A Tale of Two Nancy Drews
The general process of “what old, well-established properties can we adapt for movies and TV?” has recently swung around to Nancy Drew — not once, but twice. We’ve got the movie Nancy Drew and the Hidden Staircase, and the CW’s Nancy Drew TV series.
As someone who used to inhale the Nancy Drew mysteries by the linear foot — the original novels, the 1980s continuations, and the Nancy Drew Case Files — I have . . . opinions.
The movie is surprisingly charming, and preserves what I remember of the feel of the original books, while updating things to the modern day. Nancy gets involved with George and Bess after a boy at their school posts a humiliating video of Bess, getting revenge for his cyber-bullying and landing herself in community service as punishment. From there she winds up helping an older woman solve the mystery of her apparently haunted house (generally following the plot of the book).
The actress playing Nancy is quite engaging, and has a fair number of witty lines. Bess is an adorable science nerd, and they cast a black actress as George. The evolution toward friendship with Helen is also pleasing. And while the movie as a whole is lightweight, not attempting to tackle any particularly weighty issues, that feels about right to me. I’m sad that there seems to be no news of them considering a sequel, because I’d happily watch another one.
The TV show is . . . hrm. For one thing, it centers on a murder — two of them, in fact, one twenty years in the past, but apparently connected to the present day. Nancy and all the rest have recently graduated from high school, but Nancy’s mother’s death from pancreatic cancer has left her family with crippling medical debt that has scotched Nancy’s dream of going to Columbia, and kind of wrecked her relationship with her father to boot. She’s in a relationship with Ned Nickerson (here called “Nick” instead of “Ned”), but his own dream of a football career crashed and burned when he spent a few years in jail for manslaughter, and their relationship proceeded from “acquaintance” to “sex” without passing through much of a “get to know one another better” stage (that comes later on). George is both Nancy’s and Bess’ employer at the restaurant she runs, and she is not a fan of Nancy, who didn’t do anything to defend her at school when her own reputation got trashed by rumors — true ones, as it happens — that she was having an affair with an older, married man. And you rapidly find out that Bess, who claims to be rich, is living in a van on the edge of town.

===

_Work order 1_
Transcribe the Nancy Drew review from "As someone who" to "have . . . opinions.".
_Work order 2_
Summarize the Nancy Drew review in two sentences.
_Work order 3_
In the Nancy Drew review, what name does the TV series use for Ned Nickerson?
The records below come from a separate source, unrelated to the text.

===

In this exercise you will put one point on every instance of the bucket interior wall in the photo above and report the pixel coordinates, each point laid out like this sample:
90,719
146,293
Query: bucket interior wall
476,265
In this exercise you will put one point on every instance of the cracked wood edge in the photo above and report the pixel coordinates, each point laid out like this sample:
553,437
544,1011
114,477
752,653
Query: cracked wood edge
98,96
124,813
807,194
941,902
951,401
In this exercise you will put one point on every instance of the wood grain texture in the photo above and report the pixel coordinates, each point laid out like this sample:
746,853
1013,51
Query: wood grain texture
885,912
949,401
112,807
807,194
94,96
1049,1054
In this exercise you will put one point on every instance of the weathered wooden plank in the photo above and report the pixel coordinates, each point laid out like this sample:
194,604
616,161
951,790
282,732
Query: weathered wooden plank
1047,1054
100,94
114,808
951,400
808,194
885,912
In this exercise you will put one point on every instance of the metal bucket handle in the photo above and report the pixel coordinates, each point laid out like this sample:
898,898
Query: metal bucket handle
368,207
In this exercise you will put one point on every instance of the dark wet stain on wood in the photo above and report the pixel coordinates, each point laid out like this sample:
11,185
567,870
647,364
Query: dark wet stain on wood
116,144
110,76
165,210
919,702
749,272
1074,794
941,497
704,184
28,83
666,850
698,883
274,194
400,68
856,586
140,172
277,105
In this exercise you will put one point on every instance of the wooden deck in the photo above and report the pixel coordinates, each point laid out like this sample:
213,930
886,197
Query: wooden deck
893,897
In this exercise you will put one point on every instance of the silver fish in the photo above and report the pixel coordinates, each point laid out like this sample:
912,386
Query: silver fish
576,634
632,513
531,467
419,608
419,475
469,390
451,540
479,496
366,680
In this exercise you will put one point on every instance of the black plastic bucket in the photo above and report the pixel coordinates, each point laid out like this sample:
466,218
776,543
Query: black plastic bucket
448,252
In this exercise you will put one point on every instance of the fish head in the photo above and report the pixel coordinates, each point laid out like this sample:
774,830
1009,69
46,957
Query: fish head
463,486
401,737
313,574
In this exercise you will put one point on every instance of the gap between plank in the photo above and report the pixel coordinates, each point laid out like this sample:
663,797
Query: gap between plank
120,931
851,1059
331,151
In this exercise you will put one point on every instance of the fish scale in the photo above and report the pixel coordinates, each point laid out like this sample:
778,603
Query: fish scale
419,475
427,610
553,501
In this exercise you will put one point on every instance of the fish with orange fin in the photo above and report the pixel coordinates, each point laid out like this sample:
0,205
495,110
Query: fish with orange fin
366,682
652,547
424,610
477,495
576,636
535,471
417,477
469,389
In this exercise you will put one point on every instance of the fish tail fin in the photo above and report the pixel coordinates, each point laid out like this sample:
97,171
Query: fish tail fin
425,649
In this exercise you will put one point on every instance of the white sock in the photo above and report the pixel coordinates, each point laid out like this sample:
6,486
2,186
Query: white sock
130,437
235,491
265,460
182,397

===

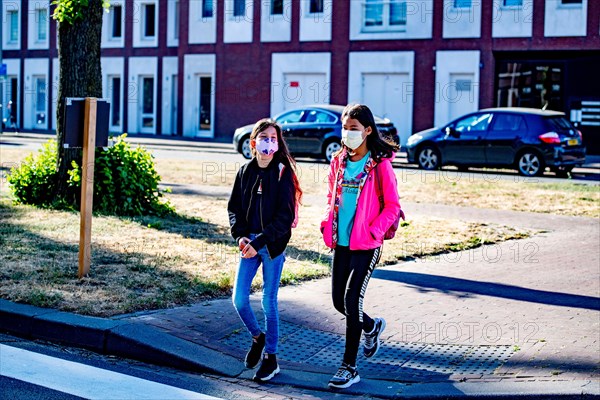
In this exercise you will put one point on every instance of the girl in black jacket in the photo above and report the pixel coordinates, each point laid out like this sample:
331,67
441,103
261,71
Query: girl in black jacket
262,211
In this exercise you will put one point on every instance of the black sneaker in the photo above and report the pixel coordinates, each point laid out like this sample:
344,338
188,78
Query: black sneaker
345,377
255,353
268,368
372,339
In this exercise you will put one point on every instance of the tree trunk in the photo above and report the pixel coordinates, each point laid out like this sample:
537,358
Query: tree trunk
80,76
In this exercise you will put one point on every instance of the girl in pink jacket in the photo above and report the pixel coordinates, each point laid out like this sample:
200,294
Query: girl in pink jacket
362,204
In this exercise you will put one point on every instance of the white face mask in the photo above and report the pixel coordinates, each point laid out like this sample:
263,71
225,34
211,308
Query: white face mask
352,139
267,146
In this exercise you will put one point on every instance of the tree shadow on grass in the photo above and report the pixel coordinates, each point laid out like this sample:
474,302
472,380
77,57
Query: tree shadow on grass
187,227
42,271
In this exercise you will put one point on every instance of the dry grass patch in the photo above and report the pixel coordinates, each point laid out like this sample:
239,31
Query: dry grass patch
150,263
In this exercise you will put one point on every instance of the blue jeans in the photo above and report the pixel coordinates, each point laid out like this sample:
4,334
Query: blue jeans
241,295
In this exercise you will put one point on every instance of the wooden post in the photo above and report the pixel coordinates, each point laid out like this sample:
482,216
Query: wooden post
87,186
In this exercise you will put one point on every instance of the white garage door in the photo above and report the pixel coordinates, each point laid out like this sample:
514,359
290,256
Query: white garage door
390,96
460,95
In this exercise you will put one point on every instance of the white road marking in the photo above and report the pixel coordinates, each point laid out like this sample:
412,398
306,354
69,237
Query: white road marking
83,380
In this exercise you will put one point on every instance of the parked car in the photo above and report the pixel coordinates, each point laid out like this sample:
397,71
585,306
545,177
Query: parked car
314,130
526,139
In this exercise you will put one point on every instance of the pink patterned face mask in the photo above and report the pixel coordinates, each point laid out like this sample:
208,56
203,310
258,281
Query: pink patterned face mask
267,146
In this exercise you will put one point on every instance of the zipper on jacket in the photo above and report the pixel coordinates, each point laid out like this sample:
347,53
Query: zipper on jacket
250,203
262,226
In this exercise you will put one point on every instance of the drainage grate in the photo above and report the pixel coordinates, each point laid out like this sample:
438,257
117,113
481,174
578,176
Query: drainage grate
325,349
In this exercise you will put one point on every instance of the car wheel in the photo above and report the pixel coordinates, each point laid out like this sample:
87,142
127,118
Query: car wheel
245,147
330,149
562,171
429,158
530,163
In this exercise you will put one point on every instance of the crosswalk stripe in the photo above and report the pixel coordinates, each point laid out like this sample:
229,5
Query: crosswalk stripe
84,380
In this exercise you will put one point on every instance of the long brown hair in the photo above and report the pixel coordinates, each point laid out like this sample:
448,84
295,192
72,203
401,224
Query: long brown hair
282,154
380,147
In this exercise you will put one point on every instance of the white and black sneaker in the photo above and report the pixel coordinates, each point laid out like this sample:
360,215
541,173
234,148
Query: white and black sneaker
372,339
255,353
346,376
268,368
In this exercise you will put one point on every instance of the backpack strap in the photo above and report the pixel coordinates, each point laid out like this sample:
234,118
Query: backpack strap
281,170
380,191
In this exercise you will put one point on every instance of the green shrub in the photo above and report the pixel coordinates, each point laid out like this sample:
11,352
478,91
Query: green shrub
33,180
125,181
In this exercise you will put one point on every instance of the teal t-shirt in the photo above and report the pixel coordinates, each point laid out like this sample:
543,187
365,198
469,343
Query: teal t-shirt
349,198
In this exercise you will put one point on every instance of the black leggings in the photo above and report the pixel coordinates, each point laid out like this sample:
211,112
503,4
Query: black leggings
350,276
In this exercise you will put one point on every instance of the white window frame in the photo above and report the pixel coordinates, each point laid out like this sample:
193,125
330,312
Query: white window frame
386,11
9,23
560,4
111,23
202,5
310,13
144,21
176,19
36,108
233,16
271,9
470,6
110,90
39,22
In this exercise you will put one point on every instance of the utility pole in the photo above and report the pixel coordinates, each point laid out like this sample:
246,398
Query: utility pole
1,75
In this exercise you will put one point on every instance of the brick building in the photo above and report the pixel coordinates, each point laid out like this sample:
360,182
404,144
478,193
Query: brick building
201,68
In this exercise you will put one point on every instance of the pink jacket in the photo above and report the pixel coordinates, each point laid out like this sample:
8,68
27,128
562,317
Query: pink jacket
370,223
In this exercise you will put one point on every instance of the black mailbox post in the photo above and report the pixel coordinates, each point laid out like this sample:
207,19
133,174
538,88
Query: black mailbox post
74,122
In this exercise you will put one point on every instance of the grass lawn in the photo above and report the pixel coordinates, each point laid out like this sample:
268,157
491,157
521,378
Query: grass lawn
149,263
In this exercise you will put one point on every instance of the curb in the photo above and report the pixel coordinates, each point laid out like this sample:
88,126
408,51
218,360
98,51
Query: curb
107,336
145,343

===

_Task response 1_
As someone who used to inhale the Nancy Drew mysteries by the linear foot — the original novels, the 1980s continuations, and the Nancy Drew Case Files — I have . . . opinions.

_Task response 2_
The review compares two recent Nancy Drew adaptations, the movie Nancy Drew and the Hidden Staircase and the CW's Nancy Drew TV series. The writer finds the movie charming and true to the feel of the original books, while the TV show centers on two murders and gives its characters troubles such as crippling medical debt, a manslaughter conviction, and Bess living in a van.

_Task response 3_
Nick